Please convert the listing, from its first line through the line containing "[(204, 61), (180, 63), (180, 112), (204, 115)]", into a JSON list of strings with one string per line, omitting blank lines. Leave the pictures out of the answer.

• **DATASET EXTRACT**
** Begin **

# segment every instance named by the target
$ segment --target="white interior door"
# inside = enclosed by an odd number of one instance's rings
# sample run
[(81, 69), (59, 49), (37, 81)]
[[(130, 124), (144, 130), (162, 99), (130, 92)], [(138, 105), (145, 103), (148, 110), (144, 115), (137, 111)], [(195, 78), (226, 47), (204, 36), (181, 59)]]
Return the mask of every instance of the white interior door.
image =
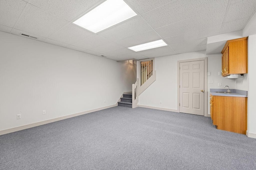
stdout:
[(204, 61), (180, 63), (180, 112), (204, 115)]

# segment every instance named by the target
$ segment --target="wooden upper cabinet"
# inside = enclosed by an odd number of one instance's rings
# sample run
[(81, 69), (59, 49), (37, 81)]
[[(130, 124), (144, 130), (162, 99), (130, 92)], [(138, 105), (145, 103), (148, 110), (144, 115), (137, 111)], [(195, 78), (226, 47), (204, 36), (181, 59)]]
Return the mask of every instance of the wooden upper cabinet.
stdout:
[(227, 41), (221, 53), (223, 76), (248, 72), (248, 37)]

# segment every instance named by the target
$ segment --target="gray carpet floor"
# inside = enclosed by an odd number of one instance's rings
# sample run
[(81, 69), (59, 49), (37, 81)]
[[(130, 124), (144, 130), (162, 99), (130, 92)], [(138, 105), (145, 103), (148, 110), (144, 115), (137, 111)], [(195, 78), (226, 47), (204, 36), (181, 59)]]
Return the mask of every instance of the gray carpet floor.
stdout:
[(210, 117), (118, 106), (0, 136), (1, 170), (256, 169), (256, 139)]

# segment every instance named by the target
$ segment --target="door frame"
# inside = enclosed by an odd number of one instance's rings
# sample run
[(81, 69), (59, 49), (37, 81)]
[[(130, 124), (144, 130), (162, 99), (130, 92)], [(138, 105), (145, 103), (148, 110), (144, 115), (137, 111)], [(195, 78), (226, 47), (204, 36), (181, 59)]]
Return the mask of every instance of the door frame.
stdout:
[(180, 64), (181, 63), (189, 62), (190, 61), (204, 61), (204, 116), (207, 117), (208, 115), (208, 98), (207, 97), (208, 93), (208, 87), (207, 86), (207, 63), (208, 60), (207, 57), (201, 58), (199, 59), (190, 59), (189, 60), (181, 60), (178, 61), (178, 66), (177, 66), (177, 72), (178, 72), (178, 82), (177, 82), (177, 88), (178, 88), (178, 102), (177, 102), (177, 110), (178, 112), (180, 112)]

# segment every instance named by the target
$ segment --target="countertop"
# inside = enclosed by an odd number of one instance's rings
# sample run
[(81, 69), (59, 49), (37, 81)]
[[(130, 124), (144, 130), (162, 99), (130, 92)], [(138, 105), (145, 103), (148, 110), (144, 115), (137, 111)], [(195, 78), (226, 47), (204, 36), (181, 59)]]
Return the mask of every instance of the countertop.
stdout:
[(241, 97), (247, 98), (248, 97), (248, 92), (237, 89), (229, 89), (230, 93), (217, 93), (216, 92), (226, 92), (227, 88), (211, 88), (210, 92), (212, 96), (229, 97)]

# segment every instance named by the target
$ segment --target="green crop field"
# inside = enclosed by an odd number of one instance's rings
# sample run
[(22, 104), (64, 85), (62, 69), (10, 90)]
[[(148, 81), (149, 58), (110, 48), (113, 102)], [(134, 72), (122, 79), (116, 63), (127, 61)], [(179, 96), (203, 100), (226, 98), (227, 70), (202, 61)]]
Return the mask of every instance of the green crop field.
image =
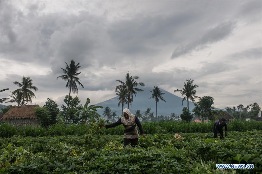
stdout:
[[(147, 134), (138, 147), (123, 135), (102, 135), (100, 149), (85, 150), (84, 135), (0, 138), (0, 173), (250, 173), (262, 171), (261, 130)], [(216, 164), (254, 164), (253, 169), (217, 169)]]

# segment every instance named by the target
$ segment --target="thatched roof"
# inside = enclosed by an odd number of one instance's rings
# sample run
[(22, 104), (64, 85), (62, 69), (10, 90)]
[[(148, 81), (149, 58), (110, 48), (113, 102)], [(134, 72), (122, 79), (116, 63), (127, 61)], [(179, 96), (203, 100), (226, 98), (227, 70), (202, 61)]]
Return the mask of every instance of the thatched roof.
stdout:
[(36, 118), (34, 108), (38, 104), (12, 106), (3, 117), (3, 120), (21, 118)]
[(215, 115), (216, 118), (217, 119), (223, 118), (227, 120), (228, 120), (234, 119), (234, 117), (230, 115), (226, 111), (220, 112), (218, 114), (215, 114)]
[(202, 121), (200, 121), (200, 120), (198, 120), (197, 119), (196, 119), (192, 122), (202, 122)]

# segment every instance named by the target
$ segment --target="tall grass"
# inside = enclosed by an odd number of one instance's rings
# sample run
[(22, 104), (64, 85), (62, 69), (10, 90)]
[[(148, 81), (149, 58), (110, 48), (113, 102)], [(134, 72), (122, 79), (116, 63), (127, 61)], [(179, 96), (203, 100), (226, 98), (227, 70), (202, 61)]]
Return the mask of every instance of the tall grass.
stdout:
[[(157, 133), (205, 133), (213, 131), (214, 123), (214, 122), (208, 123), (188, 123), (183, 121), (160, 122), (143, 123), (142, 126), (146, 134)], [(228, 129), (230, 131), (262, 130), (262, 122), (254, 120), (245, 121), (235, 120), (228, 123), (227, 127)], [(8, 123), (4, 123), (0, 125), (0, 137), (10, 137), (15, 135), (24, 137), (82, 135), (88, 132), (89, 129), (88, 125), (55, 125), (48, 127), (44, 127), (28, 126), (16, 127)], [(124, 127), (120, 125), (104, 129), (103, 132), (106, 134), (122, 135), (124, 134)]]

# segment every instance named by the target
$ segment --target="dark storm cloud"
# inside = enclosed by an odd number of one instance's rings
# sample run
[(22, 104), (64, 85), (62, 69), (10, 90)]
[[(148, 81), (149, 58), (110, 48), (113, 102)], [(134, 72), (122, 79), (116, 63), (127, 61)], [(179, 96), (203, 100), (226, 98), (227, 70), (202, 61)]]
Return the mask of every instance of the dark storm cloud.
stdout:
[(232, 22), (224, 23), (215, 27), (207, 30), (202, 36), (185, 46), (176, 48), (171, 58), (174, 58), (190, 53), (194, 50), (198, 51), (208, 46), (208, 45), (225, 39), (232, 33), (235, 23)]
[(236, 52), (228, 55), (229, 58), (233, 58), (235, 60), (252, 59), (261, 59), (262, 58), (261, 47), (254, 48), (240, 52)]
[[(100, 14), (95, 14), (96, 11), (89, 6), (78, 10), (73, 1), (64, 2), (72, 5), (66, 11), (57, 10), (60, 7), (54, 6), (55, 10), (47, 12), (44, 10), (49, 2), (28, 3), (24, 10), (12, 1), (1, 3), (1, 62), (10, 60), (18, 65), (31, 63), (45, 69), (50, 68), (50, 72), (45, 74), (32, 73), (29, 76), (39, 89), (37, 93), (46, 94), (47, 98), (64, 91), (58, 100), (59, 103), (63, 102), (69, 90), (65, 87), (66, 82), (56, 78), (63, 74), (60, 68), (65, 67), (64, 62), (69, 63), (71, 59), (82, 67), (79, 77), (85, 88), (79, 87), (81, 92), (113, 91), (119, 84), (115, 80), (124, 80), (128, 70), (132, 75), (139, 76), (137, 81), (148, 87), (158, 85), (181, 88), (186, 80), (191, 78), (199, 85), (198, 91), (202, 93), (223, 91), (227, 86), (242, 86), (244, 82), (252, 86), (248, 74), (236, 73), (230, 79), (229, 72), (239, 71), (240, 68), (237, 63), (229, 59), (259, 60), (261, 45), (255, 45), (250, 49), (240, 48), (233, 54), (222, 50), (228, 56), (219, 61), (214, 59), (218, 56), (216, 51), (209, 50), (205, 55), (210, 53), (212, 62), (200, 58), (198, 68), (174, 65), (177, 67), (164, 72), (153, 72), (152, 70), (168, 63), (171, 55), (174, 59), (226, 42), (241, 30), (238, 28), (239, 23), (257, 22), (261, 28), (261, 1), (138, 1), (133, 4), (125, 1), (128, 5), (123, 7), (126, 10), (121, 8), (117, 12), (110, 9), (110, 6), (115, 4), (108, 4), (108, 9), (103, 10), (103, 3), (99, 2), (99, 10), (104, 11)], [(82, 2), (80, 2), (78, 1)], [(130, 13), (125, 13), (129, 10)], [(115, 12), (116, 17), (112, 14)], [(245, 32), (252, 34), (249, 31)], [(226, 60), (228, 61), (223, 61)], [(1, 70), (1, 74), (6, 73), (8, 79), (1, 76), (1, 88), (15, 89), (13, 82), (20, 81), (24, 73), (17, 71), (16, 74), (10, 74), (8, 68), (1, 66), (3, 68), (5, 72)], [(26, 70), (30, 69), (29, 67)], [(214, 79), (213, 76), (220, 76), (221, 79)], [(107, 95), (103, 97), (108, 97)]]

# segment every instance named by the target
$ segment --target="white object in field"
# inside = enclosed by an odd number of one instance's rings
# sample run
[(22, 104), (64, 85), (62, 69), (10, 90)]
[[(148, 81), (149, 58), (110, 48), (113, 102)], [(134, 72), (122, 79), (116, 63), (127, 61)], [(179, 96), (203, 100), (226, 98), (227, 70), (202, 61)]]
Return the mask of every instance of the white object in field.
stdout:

** End **

• **CORRECT OUTPUT**
[
  "# segment every instance named by the target",
  "$ segment --target=\"white interior door\"",
  "# inside = enclosed by an odd number of one instance's rings",
  "# sample run",
  "[(81, 69), (59, 49), (37, 81)]",
  "[[(130, 124), (144, 130), (162, 99), (130, 92)], [(138, 105), (145, 103), (148, 110), (144, 115), (137, 111)], [(195, 78), (226, 47), (204, 36), (181, 59)]]",
  "Return the mask of every instance of the white interior door.",
  "image =",
  "stdout:",
  "[(204, 61), (180, 63), (180, 112), (204, 115)]"
]